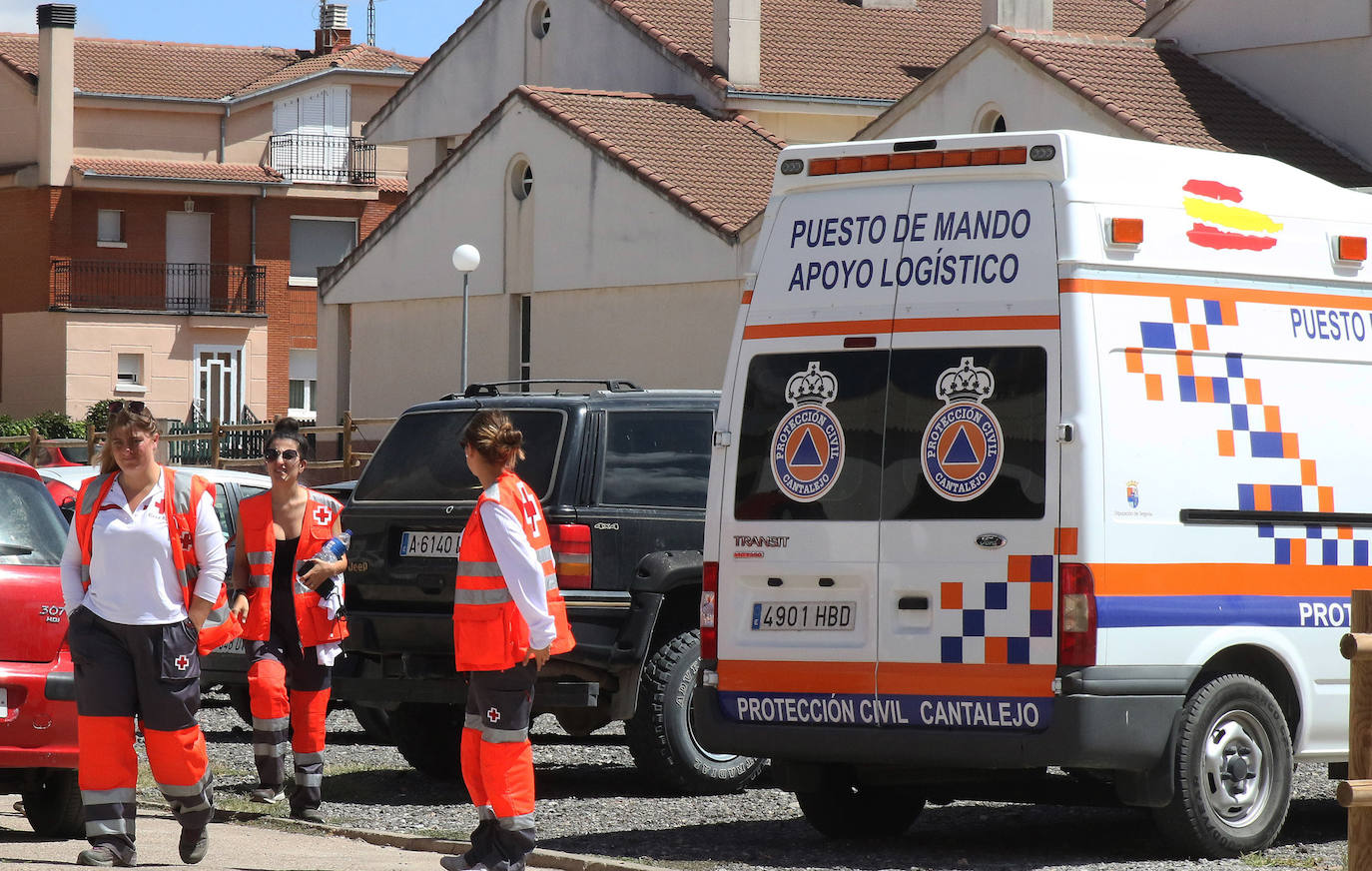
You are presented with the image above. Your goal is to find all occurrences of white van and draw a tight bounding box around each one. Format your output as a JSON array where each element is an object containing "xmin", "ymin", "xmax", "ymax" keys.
[{"xmin": 694, "ymin": 132, "xmax": 1372, "ymax": 856}]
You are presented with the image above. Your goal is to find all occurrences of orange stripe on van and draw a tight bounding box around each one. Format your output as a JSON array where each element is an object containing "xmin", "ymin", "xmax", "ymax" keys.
[
  {"xmin": 744, "ymin": 319, "xmax": 891, "ymax": 339},
  {"xmin": 1090, "ymin": 564, "xmax": 1368, "ymax": 596},
  {"xmin": 716, "ymin": 660, "xmax": 1056, "ymax": 697},
  {"xmin": 1057, "ymin": 279, "xmax": 1372, "ymax": 311},
  {"xmin": 715, "ymin": 660, "xmax": 877, "ymax": 692},
  {"xmin": 895, "ymin": 314, "xmax": 1060, "ymax": 334}
]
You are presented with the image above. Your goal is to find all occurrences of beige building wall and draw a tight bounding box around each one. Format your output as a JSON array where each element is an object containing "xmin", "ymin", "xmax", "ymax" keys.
[
  {"xmin": 319, "ymin": 102, "xmax": 756, "ymax": 420},
  {"xmin": 0, "ymin": 312, "xmax": 267, "ymax": 419},
  {"xmin": 1140, "ymin": 0, "xmax": 1372, "ymax": 163},
  {"xmin": 74, "ymin": 104, "xmax": 224, "ymax": 162},
  {"xmin": 529, "ymin": 280, "xmax": 742, "ymax": 390},
  {"xmin": 856, "ymin": 40, "xmax": 1140, "ymax": 139},
  {"xmin": 367, "ymin": 0, "xmax": 719, "ymax": 143},
  {"xmin": 0, "ymin": 69, "xmax": 38, "ymax": 166}
]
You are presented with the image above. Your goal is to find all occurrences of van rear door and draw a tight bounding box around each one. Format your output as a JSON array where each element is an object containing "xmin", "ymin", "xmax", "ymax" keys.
[
  {"xmin": 718, "ymin": 183, "xmax": 910, "ymax": 725},
  {"xmin": 876, "ymin": 181, "xmax": 1060, "ymax": 731}
]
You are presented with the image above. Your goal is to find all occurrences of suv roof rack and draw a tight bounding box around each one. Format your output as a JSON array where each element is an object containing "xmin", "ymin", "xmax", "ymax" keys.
[{"xmin": 443, "ymin": 379, "xmax": 643, "ymax": 401}]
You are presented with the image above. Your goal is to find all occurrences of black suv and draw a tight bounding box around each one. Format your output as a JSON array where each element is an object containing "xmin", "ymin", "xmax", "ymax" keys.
[{"xmin": 334, "ymin": 380, "xmax": 763, "ymax": 793}]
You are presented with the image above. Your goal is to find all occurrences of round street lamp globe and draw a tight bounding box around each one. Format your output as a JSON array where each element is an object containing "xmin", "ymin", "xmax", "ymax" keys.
[{"xmin": 452, "ymin": 246, "xmax": 481, "ymax": 272}]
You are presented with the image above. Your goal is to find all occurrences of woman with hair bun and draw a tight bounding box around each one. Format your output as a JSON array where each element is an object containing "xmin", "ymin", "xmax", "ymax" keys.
[
  {"xmin": 439, "ymin": 409, "xmax": 576, "ymax": 871},
  {"xmin": 232, "ymin": 417, "xmax": 347, "ymax": 822}
]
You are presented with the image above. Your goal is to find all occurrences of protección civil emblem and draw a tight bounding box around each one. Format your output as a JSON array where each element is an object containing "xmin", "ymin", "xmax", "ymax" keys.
[
  {"xmin": 921, "ymin": 357, "xmax": 1003, "ymax": 502},
  {"xmin": 771, "ymin": 361, "xmax": 844, "ymax": 502}
]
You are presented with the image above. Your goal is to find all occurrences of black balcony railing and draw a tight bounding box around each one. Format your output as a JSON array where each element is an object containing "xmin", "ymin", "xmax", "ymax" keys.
[
  {"xmin": 52, "ymin": 258, "xmax": 267, "ymax": 314},
  {"xmin": 268, "ymin": 133, "xmax": 375, "ymax": 184}
]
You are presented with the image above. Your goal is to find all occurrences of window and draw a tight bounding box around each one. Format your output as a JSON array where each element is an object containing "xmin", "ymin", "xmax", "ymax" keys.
[
  {"xmin": 518, "ymin": 294, "xmax": 533, "ymax": 384},
  {"xmin": 599, "ymin": 412, "xmax": 715, "ymax": 507},
  {"xmin": 114, "ymin": 354, "xmax": 143, "ymax": 390},
  {"xmin": 352, "ymin": 409, "xmax": 566, "ymax": 502},
  {"xmin": 95, "ymin": 209, "xmax": 128, "ymax": 249},
  {"xmin": 290, "ymin": 349, "xmax": 320, "ymax": 417},
  {"xmin": 528, "ymin": 0, "xmax": 553, "ymax": 40},
  {"xmin": 510, "ymin": 161, "xmax": 533, "ymax": 200},
  {"xmin": 291, "ymin": 218, "xmax": 356, "ymax": 287}
]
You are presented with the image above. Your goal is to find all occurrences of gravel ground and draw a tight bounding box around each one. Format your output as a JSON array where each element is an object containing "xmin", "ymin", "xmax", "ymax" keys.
[{"xmin": 193, "ymin": 692, "xmax": 1346, "ymax": 871}]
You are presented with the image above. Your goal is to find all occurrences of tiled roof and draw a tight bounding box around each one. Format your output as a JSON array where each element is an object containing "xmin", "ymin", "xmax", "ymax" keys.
[
  {"xmin": 602, "ymin": 0, "xmax": 1144, "ymax": 100},
  {"xmin": 71, "ymin": 158, "xmax": 284, "ymax": 184},
  {"xmin": 517, "ymin": 85, "xmax": 785, "ymax": 233},
  {"xmin": 0, "ymin": 33, "xmax": 422, "ymax": 100},
  {"xmin": 994, "ymin": 29, "xmax": 1372, "ymax": 187}
]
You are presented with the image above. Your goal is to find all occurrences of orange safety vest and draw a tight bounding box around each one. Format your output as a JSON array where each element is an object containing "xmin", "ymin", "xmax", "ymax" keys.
[
  {"xmin": 71, "ymin": 466, "xmax": 243, "ymax": 653},
  {"xmin": 239, "ymin": 488, "xmax": 347, "ymax": 647},
  {"xmin": 452, "ymin": 470, "xmax": 576, "ymax": 671}
]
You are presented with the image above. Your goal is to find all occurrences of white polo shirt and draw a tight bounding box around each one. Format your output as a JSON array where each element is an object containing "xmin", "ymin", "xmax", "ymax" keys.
[{"xmin": 62, "ymin": 476, "xmax": 228, "ymax": 625}]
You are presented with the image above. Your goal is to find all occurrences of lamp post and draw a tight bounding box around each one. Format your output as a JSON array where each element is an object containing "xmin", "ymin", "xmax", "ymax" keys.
[{"xmin": 452, "ymin": 244, "xmax": 481, "ymax": 394}]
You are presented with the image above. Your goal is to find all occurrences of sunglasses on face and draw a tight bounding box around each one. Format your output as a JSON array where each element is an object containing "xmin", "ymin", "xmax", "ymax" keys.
[{"xmin": 110, "ymin": 400, "xmax": 148, "ymax": 420}]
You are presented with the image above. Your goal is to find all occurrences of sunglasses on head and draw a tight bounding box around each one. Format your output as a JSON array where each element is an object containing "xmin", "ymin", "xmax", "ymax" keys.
[{"xmin": 110, "ymin": 400, "xmax": 148, "ymax": 420}]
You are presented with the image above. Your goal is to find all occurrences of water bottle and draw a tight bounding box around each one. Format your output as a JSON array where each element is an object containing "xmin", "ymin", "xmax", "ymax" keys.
[{"xmin": 300, "ymin": 529, "xmax": 352, "ymax": 595}]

----------

> [What the exercise asks]: Render the stretch of the records from the line containing "occurrences of water" through the end of the records as a two-column CSV headed "input" and "target", with one row per record. Put the record's text under "input" and its answer under "target", each in a single quoted field with line breaks replaced by spaces.

> [Task result]:
input,target
"You are presented with the image above. Your goal is to find all occurrences of water bottle and draw a tight bounding box around each one. Format your output as a JSON array where each element is an object containing ""xmin"", ""ymin"", ""xmax"", ""ymax"" keys.","[{""xmin"": 300, ""ymin"": 529, ""xmax"": 352, ""ymax"": 595}]"